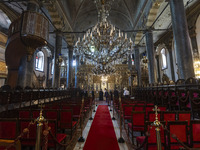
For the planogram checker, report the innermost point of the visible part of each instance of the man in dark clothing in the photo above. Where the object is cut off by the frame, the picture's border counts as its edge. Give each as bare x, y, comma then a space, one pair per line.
101, 95
106, 95
116, 93
111, 95
92, 94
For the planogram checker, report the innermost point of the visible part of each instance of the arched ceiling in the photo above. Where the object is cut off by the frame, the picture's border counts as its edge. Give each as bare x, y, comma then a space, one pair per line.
83, 13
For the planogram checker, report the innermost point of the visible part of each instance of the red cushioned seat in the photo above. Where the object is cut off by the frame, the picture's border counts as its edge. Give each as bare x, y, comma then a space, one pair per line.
179, 128
31, 138
8, 128
151, 141
195, 133
140, 139
60, 137
4, 148
66, 120
24, 114
137, 123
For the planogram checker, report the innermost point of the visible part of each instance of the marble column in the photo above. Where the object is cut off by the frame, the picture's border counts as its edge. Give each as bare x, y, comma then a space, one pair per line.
76, 70
193, 35
150, 56
48, 68
25, 72
57, 53
181, 39
70, 66
137, 65
171, 64
158, 67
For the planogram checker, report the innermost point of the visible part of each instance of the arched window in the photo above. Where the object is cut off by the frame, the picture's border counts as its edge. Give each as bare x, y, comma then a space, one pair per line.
39, 61
164, 58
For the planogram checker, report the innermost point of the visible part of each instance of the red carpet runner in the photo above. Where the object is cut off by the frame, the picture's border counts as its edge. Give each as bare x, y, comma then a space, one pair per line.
101, 135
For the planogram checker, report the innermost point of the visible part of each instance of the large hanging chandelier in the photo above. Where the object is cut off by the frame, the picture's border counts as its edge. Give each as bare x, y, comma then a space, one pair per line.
103, 70
104, 43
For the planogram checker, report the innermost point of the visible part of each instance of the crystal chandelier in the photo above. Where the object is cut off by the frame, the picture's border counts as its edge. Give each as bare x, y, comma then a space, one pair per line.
103, 70
104, 43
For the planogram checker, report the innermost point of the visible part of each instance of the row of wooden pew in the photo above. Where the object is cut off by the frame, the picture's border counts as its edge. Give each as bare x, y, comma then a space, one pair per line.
138, 115
63, 116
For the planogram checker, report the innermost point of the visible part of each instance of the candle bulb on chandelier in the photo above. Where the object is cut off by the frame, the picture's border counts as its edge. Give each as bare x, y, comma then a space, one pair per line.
125, 36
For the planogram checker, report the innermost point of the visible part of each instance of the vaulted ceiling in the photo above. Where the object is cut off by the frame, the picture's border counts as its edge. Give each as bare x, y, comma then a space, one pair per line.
79, 15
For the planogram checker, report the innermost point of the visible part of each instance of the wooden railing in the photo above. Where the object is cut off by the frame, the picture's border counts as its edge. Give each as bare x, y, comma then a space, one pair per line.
29, 97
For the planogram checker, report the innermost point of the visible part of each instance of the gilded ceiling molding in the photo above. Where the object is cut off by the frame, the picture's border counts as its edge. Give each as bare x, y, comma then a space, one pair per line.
12, 15
149, 19
59, 19
192, 15
153, 12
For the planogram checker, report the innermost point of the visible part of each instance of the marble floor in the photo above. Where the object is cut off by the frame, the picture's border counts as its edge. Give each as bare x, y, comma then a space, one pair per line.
122, 146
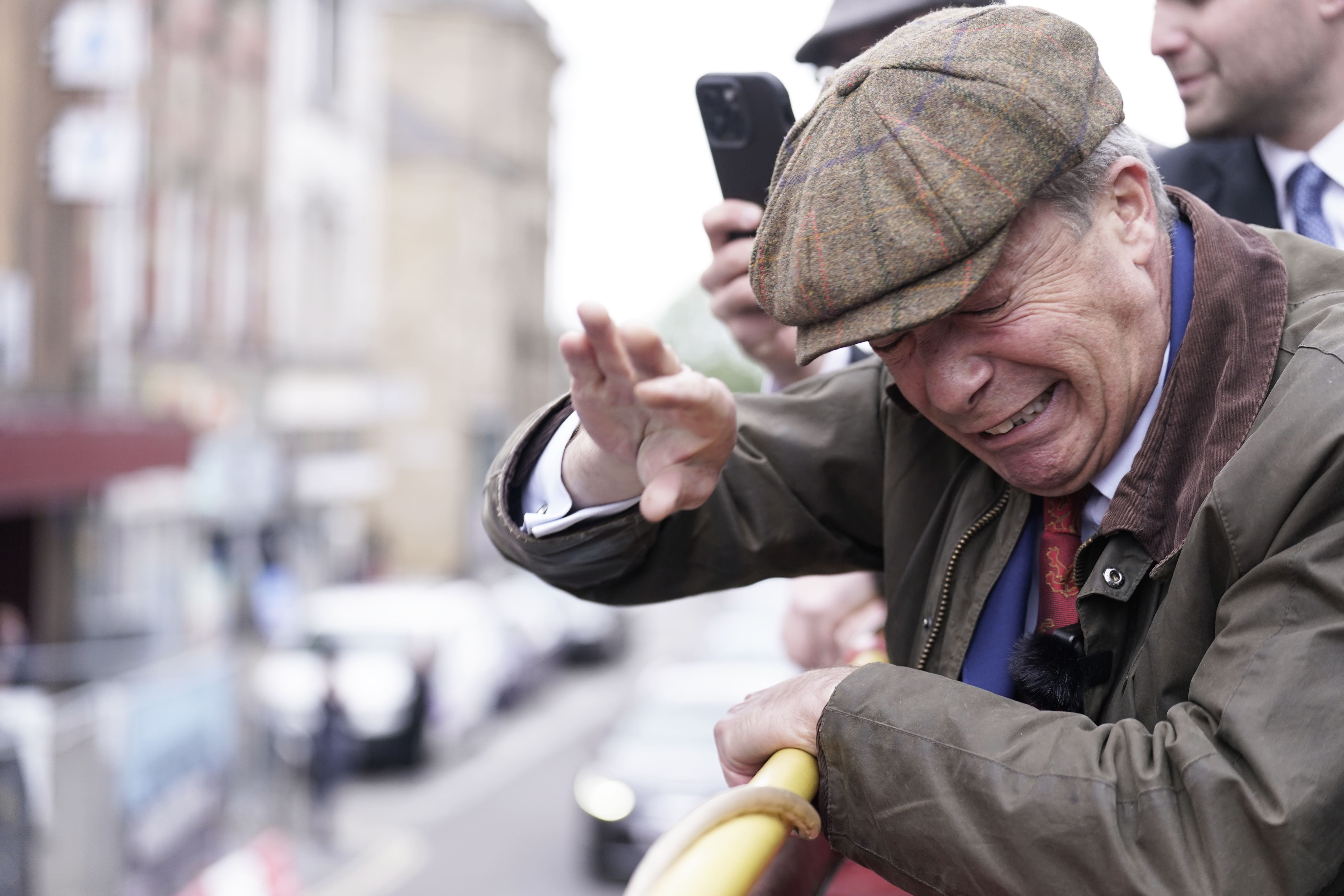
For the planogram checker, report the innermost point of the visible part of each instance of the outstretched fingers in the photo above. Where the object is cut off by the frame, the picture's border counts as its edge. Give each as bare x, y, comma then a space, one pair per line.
605, 343
650, 357
579, 357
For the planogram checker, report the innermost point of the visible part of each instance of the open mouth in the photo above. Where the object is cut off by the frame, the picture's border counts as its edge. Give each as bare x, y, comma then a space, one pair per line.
1027, 414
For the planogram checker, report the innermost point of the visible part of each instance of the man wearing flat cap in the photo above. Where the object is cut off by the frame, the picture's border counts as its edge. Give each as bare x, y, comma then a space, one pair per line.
1099, 460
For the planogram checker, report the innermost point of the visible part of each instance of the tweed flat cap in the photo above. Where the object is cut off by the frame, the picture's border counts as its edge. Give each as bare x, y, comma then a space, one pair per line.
892, 198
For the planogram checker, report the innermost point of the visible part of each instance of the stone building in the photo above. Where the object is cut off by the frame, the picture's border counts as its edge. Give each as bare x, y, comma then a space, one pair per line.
463, 292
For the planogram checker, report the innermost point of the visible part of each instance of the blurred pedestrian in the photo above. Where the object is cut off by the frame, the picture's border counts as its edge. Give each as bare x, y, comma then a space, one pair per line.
1264, 89
830, 618
14, 645
335, 753
276, 596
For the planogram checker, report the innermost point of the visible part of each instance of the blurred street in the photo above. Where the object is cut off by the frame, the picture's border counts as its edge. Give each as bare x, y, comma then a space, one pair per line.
498, 815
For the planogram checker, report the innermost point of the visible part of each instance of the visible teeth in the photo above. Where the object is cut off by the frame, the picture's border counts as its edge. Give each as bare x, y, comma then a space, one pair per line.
1025, 416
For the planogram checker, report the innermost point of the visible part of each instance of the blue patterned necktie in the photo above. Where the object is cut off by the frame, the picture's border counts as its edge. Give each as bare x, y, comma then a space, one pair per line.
1306, 189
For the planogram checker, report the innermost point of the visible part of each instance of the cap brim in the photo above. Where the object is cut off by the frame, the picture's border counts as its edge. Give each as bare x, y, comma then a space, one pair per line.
913, 306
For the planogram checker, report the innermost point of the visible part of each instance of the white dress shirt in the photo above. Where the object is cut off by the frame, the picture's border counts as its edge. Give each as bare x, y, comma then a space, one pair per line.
1329, 155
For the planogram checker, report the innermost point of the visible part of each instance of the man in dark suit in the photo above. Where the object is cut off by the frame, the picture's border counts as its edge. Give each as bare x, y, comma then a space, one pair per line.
1264, 89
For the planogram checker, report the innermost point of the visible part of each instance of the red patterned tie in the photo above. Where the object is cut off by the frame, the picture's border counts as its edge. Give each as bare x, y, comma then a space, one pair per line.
1060, 545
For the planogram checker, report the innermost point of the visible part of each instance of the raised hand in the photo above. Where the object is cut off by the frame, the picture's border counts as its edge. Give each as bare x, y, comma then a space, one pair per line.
648, 425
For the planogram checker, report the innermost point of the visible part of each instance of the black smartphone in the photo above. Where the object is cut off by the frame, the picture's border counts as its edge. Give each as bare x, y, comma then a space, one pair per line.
747, 117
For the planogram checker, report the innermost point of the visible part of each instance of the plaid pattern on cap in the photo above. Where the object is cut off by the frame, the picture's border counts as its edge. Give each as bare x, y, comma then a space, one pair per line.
892, 198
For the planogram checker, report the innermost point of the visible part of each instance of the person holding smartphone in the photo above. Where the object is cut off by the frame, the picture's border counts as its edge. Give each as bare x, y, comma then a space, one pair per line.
830, 618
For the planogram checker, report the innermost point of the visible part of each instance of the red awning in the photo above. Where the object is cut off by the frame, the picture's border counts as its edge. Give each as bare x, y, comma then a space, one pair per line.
64, 454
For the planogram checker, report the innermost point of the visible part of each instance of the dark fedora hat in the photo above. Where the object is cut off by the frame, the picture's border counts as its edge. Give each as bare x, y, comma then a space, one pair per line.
853, 26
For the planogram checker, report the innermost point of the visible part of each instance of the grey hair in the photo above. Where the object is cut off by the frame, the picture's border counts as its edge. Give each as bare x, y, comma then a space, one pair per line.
1076, 191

### PROBLEM TO SOLVE
Return the material from above in full, exactly as written, with the pictures omitted.

### PROBLEM SOLUTION
For the planogram checker, report the innermost point of the visible part of each instance of the man in dark clothing in the photo above. Where the object is cut off by the frame, the picture's border counts as its edge. Give each as bare x, y, comma then a space, one pair per line.
101, 95
106, 95
116, 93
111, 95
92, 94
For the planogram checker, report the innermost point of the visible part of each instance of the arched ceiling in the photo above. Where the object is cut off by the frame, the picture's border counts as its edge. Give each as bare x, y, comma then a space, one pair per line.
83, 13
For the planogram checker, report the innermost point of the visible part of each instance of the red cushioned seat in the photo above. Where the object is cut off by the frame, the picture's border counts as its edge. Give each as bare x, y, comma then a space, one pair per line.
179, 128
31, 138
8, 128
151, 141
195, 133
140, 139
60, 137
4, 148
66, 120
24, 114
137, 123
For the planogram checker, report the innermost point of the visible part of each instance of the marble column in the photo above. Where the object is cut off by the frame, the picture's border counts as its edge. Give each as bare x, y, comma then a space, one pair per line.
76, 70
193, 35
150, 56
48, 68
25, 72
57, 53
181, 39
70, 66
137, 65
171, 64
158, 67
For the planogram checker, report the innermost point of the visible part of each instance of the arched window in the photo above. Where the object is cut off by the frame, the picture's border counts as its edge. Give each as bare x, y, comma then a space, one pair per line.
39, 61
164, 58
For the planogram checker, report the innermost point of the visible part of each instance of the red carpet runner in the photo above. Where the object is cut off by the frame, the picture's border counts as its edge. Give each as bare x, y, comma then a space, one pair per line.
101, 135
For the planogram checker, report the innermost point of the visible part of each instance of the large hanging chandelier in the photo above. Where the object is cut off by the frame, the picture's border counts as its edge. Give each as bare x, y, comma then a space, one pair per line.
103, 70
104, 43
For the planogram checker, report the innermost point of the visible part of each instance of the crystal chandelier in the photo above. Where the object is cut off by the frame, the picture's border counts as its edge. Give each as bare x, y, comma then a space, one pair per line.
103, 70
104, 43
For the planogram checker, report the innermost point of the visible part of each instance of the row of wooden pew in the photo above. Where the object is cut off by the frame, the picture's border counts as its edge. Give each as bare x, y, comma then a space, one pair per line.
138, 115
63, 116
For the planogram checker, report the innermost point of the visible part of each instance of the candle bulb on chandelier in the photo above. Where the object is cut off by the frame, the picture's border counts as its edge. Give each as bare x, y, comma then a space, one pair per line.
125, 36
For the planogram checker, report the innermost point of the visible part of each instance of the vaulted ceiling in the photo above. Where the object is cut off by the frame, the picture's border counts as its edge. Give each as bare x, y, comma then a space, one pair per line.
79, 15
For the planogram checker, report the innermost point of the visible part of each instance of the wooden railing in the photo above. Where the object is cut off by the frame, the picture's border counts as its edge. Give each as bare x, y, comma then a space, one pair per line.
29, 97
For the planogram checker, report the innermost point of the visible part of each instance of the gilded ceiling molding in the photo above. Where the object is cut off by the frame, the picture's border counts as its edge. Give each as bare x, y, comma then a space, one pair per line.
12, 15
149, 19
59, 19
192, 15
153, 12
For the planogram checker, report the innermost point of the visible part of each instance of the marble floor in the photo above. Where the object is cut off by the frame, the picture's border counts as its edge. Give each as bare x, y, comma then a space, one pair per line.
122, 146
For the planogram checker, report the innermost point of the visible part of each instance of the outstretched fingers in the photo above. Where the object is cut off by the frame, the picture's border counts as its edge. Give each as bare x, y, comma then a space, one pair per line.
605, 343
650, 357
579, 357
For the planogram checker, report the innermost point of the visible part of each instance of the open mouth in the photo above. Where the object is cut off by the frame, the picture's border counts as its edge. Give each as bare x, y, comma then a space, one pair per line.
1027, 414
For the planogram checker, report the innermost point of the visible part of each instance of the man wearing flat cap in the photo above. Where the object is cut off by the frame, the picture's border counts as its edge. Give each as bare x, y, comma then a space, one pair per line.
1099, 460
For the planogram checker, report the innermost point of the visible part of each instance of the tweed flat cap in the photo above. Where the object is cut off by the frame, the picture's border counts as its edge. Give each as bare x, y, comma then a space, one pair per line.
892, 198
For the planogram checker, report the innermost point of the visible part of each instance of the stone building in the photo above. Where the object is cut off by the frame, the picture's border counts as its edge. Give each as bare x, y, comma then a space, one pair per line.
463, 292
For the planogram checker, report the innermost point of the visible part of each instance of the blurred pedestrian in the photo above. Where the object is cut off by the frame, the picture's border counts as its edge. Give each as bare x, y, comma then a space, one pair per line.
1264, 89
830, 618
14, 645
335, 753
276, 596
For the planogram checker, report the innermost point of the visible part of each instance of the blurred street in the photo above. Where the object is cut off by the frame, the picture's border counts as its edge. Give each as bare x, y, comma then a space, one pair per line.
498, 815
For the planogram checker, report the innermost point of the visible part of each instance of the visible teeth in the photo above. Where the object is cut off by the frame, the picture's border counts as its edge. Give each as bare x, y, comma then a space, one pair per line.
1025, 416
For the planogram checker, report the innermost point of the visible part of each instance of the blue patterned necktie in the photo above. Where the object is cut off by the frame, the picture's border counts as its edge. Give each as bare x, y, comma then a space, one pair per line.
1306, 189
For the planogram checker, report the innermost point of the visible part of each instance of the cap brim in the photo above. Where the object is cut off by the frame, the picture's border counts as its edge. Give each as bare x, y, comma then a space, one pair per line.
913, 306
For the planogram checker, report the innermost point of the visible part of each instance of the white dress shirt in the photo above. Where the object is cut off by the frame, the picture's border counts as its edge. Give each as bare x, y, comma then a space, one pair per line.
1329, 155
For the planogram checker, report the innermost point of the visible part of each instance of the man in dark suit in the photo above. Where the object is cut off by the frame, the picture's border counts as its edge. Give each as bare x, y, comma then a space, one pair per line.
1264, 89
For the planogram checker, report the innermost point of the visible part of each instance of the red patterned tie in the photo above. Where the object is cut off by the frame, the picture's border counts as its edge. Give each as bare x, y, comma then a space, one pair per line.
1060, 545
For the planogram checker, report the innermost point of the visible part of each instance of the raised hand in the photo above. Where the object is cut off by the frame, the picture's border counts as its edge. Give each as bare x, y, comma then a space, one pair per line.
648, 425
For the planogram checker, report the innermost point of the visible part of each instance of the black smartphone in the photo above. Where the object is cut off by the frame, the picture's border counts as its edge. Give each as bare x, y, comma then a space, one pair per line.
747, 117
For the planogram checker, report the innermost point of the visible part of each instance of the plaid pattern on cap in the photo above. Where the object is cut off by the frame, the picture's border counts as its edge. Give each as bare x, y, comma then a space, one pair per line.
892, 198
For the planogram checker, report the innermost point of the visible part of each instance of the person holding smartphone in the photo above. Where the object is cut off by the frame, the picture's border counts as its edge. Give each as bare x, y, comma then a space, one pair per line.
830, 618
For the planogram checker, report the innermost point of the visible part of each instance of the red awning in the photo above. Where the object is cut off by the frame, the picture's border counts as its edge. Give each as bare x, y, comma then a space, one pair per line.
64, 454
For the planogram checker, report the innermost point of the visible part of each instance of the dark fedora hat in the photo above. Where the object is cut off by the frame, the picture's border counts as its edge. Give each as bare x, y, comma then a space, one pair per line.
853, 26
For the planogram checker, report the innermost point of the visible part of each instance of the grey hair in the photo above. Where the object is cut off by the frame, the picture's border counts as its edge. Give each as bare x, y, comma then a space, one pair per line.
1076, 191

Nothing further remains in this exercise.